→ **JOB**
In your copy, leave out the pictures; write out all the data exactly.

→ **EXERCISE DATA**
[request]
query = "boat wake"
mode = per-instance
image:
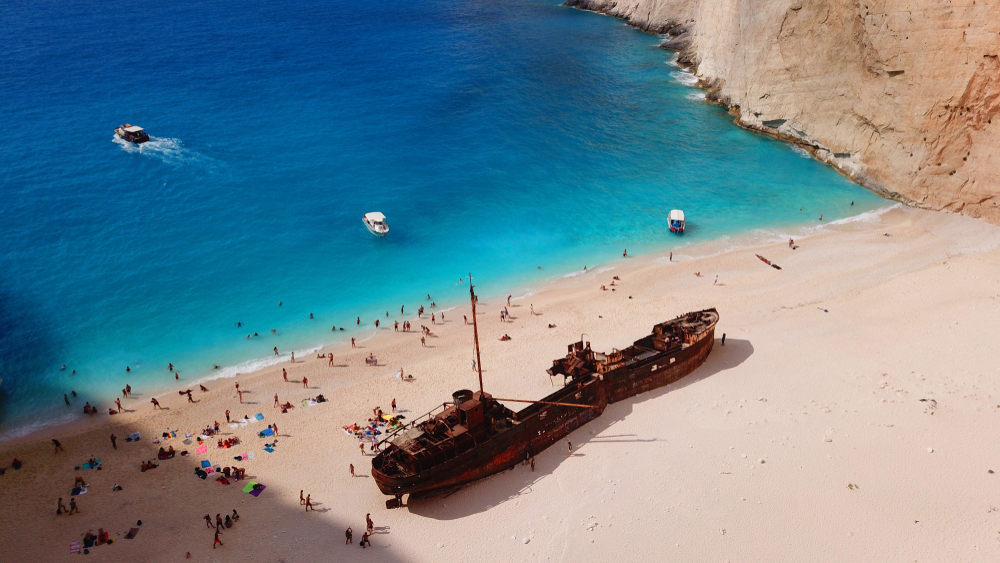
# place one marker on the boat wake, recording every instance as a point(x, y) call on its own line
point(169, 151)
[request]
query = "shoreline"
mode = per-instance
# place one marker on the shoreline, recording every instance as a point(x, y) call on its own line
point(822, 377)
point(712, 248)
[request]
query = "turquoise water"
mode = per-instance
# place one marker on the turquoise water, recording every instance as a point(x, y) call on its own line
point(496, 137)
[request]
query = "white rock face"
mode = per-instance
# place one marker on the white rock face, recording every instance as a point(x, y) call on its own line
point(903, 96)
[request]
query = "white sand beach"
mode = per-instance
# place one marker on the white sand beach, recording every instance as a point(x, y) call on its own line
point(851, 416)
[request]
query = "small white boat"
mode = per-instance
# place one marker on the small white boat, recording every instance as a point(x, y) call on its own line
point(375, 222)
point(676, 221)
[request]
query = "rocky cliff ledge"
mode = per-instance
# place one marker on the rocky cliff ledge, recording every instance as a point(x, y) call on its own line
point(903, 96)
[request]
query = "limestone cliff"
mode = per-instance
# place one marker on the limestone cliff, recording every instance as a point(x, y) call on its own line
point(901, 95)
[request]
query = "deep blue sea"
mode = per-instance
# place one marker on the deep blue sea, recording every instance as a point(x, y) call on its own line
point(495, 136)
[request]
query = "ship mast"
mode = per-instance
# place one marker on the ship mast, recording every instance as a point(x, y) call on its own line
point(475, 332)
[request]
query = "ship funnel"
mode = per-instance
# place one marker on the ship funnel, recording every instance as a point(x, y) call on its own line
point(461, 396)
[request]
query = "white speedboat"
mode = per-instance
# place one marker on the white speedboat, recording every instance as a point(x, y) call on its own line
point(375, 222)
point(676, 221)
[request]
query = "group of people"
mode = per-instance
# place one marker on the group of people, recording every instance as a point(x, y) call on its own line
point(220, 524)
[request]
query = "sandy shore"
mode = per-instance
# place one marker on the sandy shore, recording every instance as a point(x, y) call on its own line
point(850, 416)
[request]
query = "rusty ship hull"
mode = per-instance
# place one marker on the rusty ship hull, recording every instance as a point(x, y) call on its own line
point(593, 381)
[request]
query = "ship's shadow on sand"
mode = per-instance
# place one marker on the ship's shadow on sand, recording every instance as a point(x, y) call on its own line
point(509, 485)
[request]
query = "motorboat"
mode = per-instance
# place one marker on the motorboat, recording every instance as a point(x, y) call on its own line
point(132, 134)
point(375, 222)
point(676, 221)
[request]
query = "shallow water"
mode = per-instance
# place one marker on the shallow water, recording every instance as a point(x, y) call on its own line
point(496, 137)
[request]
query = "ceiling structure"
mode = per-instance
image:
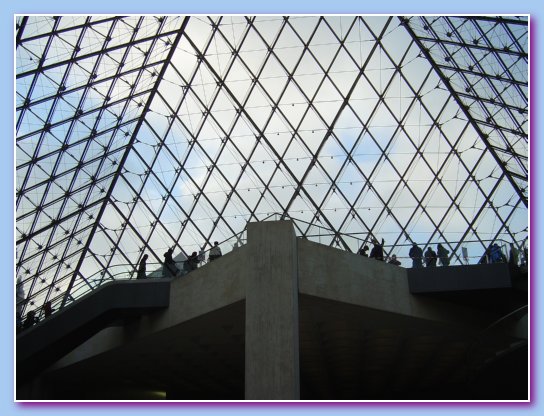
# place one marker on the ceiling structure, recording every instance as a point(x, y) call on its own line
point(139, 133)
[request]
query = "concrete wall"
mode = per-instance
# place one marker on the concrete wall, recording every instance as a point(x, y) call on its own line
point(209, 288)
point(272, 356)
point(270, 275)
point(333, 274)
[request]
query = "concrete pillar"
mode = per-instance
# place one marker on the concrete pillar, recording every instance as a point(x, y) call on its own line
point(271, 348)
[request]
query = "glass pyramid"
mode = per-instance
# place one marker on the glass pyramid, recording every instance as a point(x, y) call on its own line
point(136, 134)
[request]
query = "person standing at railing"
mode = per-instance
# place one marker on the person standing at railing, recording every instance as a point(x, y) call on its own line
point(192, 261)
point(215, 252)
point(364, 251)
point(514, 255)
point(20, 299)
point(142, 268)
point(30, 319)
point(442, 254)
point(394, 260)
point(416, 254)
point(430, 257)
point(377, 250)
point(170, 269)
point(496, 255)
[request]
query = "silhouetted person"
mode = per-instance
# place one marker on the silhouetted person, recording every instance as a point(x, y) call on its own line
point(394, 260)
point(201, 257)
point(20, 299)
point(486, 256)
point(47, 309)
point(215, 251)
point(30, 319)
point(496, 254)
point(169, 264)
point(364, 251)
point(377, 250)
point(141, 267)
point(192, 261)
point(430, 257)
point(514, 255)
point(416, 254)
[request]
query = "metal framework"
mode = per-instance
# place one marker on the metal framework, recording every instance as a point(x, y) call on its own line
point(139, 133)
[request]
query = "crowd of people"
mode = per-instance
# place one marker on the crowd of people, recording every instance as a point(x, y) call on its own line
point(420, 258)
point(170, 267)
point(440, 257)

→ **CORRECT ANSWER**
[request]
query = "boat wake"
mode = per-instance
image:
# place one marker on the boat wake, recording every instance as a point(x, y) call on its own line
point(169, 151)
[request]
query = "shoreline"
mode = per-instance
# place one marker on the shoreline, recording every instance as a point(x, y) call on its own line
point(822, 377)
point(712, 248)
[request]
query = "turquoise water"
mode = per-instance
# place one marker on the turquoise water, recording every instance as a point(x, y) call on its own line
point(496, 137)
[request]
query = "white rock face"
mode = per-instance
# place one marker on the white rock face, recording every instance as a point(x, y) call on its own line
point(903, 96)
[request]
query = "white sand beach"
mode = per-instance
# place one marker on the white sand beach, recording every instance as a point(x, y) call on its own line
point(851, 416)
[request]
query = "small white boat"
mode = per-instance
# place one marker on the small white boat, recording every instance as a point(x, y) call on its own line
point(375, 222)
point(676, 221)
[request]
query = "rocky cliff ledge"
mode = per-instance
# place one marker on the rocky cliff ledge, recording every instance as a point(x, y) call on its own line
point(903, 96)
[request]
query = "limestone cliff"
mode = per-instance
# place one marker on the limestone cliff, recording every instance as a point(x, y) call on its own line
point(901, 95)
[request]
query = "deep blue sea"
mode = per-instance
# place one marker on the deep blue sea, recording every instance as a point(x, y) call on its own line
point(495, 136)
[request]
query = "ship mast"
mode = per-instance
# place one marker on the ship mast, recording every instance as a point(x, y) call on its own line
point(475, 332)
[request]
query = "ship funnel"
mode = per-instance
# place one marker on the ship funnel, recording every instance as a point(x, y) call on its own line
point(461, 396)
[request]
query = "white speedboat"
mode = per-instance
# place one marker on the white speedboat, recording every instance as a point(x, y) call on its own line
point(375, 222)
point(676, 221)
[request]
query = "group of people"
mode = per-instance
# place one marker on the group of people, recording every instance as a point(x, y) call on its own line
point(220, 524)
[request]
query = "sandy shore"
mode = per-instance
# place one marker on the sandy shore, recording every instance as a point(x, y) call on its own line
point(850, 416)
[request]
query = "rusty ship hull"
mode = per-instance
# place one marker on the rusty ship hull, recording every instance as a point(x, y) call on its own line
point(593, 381)
[request]
query = "ship's shadow on sand"
mode = per-instance
# place one marker on the ship's shadow on sand, recording every instance as a point(x, y) call on its own line
point(509, 485)
[request]
query = "motorboat"
mode = per-instance
# place one marker on the motorboat, recording every instance as a point(x, y) call on its own line
point(132, 134)
point(375, 222)
point(676, 221)
[request]
query = "shallow water"
mode = per-instance
# place one marker on the shallow water, recording every instance as a point(x, y) call on its own line
point(496, 137)
[request]
query = "ceiling structure"
mode = per-instance
image:
# place one marker on the ceiling structure, recording every instance as a point(x, y) call on its own line
point(139, 133)
[request]
query = "concrete wall"
mode = per-instance
# place one marker on the concrete wall, recording every instance as a point(x, y) call on its own line
point(209, 288)
point(272, 356)
point(270, 275)
point(333, 274)
[request]
query = "concrete pillar"
mode = per-instance
# place one marker on the concrete pillar, recording every instance as a point(x, y) call on its own line
point(271, 348)
[request]
query = "glass pyramid"
mode = per-instance
# place one marker on the glass pyramid, recording every instance as a point(x, y) call on its own line
point(136, 134)
[request]
query = "person standing at railing"
mode = per-instance
# place one marker on the person standing at railing, recording every instance as a point(x, y) call on its own line
point(192, 261)
point(215, 252)
point(364, 251)
point(514, 255)
point(20, 299)
point(142, 268)
point(30, 319)
point(442, 254)
point(394, 260)
point(416, 254)
point(430, 257)
point(377, 250)
point(170, 269)
point(496, 255)
[request]
query = "silhouetted person"
mode = per-instance
# place one marker on the silhouetted person, recording every instance as a point(x, y) call on its own line
point(394, 260)
point(201, 257)
point(20, 299)
point(486, 256)
point(47, 309)
point(215, 251)
point(30, 319)
point(496, 254)
point(169, 264)
point(364, 251)
point(377, 250)
point(141, 267)
point(192, 261)
point(430, 257)
point(514, 255)
point(416, 254)
[request]
query = "metal framework"
mode = per-instance
# place one marker on the metal framework, recording every instance as a point(x, y) call on its own line
point(139, 133)
[request]
query = "crowd of people"
mode = per-instance
# place one marker on the crowd of people, recording every instance as a point(x, y) call on its own line
point(420, 258)
point(170, 267)
point(440, 257)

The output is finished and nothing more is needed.